======== SOURCE PASSAGE ========
LAKE GEORGE---The U.S. Coast Guard has recommended that operators of small boats raise weight estimates for passengers from 140 pounds to a single standard of 185 pounds.

The Coast Guard was responding to recommendations made last month by the National Safety Transportation Board following its investigation of the Lady D, a pontoon water taxi that capsized in Baltimore Harbor in March 2004.

The NTSB determined that insufficient intact stability and overloading had caused the small passenger pontoon-style vessel to capsize when it encountered strong winds and waves in Baltimore's Northwest Harbor. They said that the Coast Guard's regulatory stability test standards used an out-of-date passenger weight standards that contributed to the overloading.

Mark Rosenker, acting NTSB chairman, said earlier this month that he expects that investigators probing the fatal boating accident on Lake George last October will conclude that the cause of the tragedy were modifications made to the vessel affecting the stability and the weight on board at the time the vessel capsized.

The 38-foot glass enclosed tour boat Ethan Allen capsized and sank in 70 feet of water on Oct. 2, killing 20 of the 47 passengers on board who were on an hour-long fall foliage tour along the Lake George shoreline.

According to Warren County Sheriff Larry Cleveland, the Ethan Allen would have been more than a ton over capacity with the Coast Guard's new weight recommendations. If the new guidelines of 185 pounds had been in place, the Ethan Allen would have been 12 passengers over capacity.
======== STORED DATA ========
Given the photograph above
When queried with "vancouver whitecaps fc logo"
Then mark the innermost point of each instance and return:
========
__WRITTEN EXERCISE__.
In the Coast Guard passage above, how many passengers over capacity would the Ethan Allen have been under the 185-pound guideline?

__EXERCISE RESULT__.
12 passengers.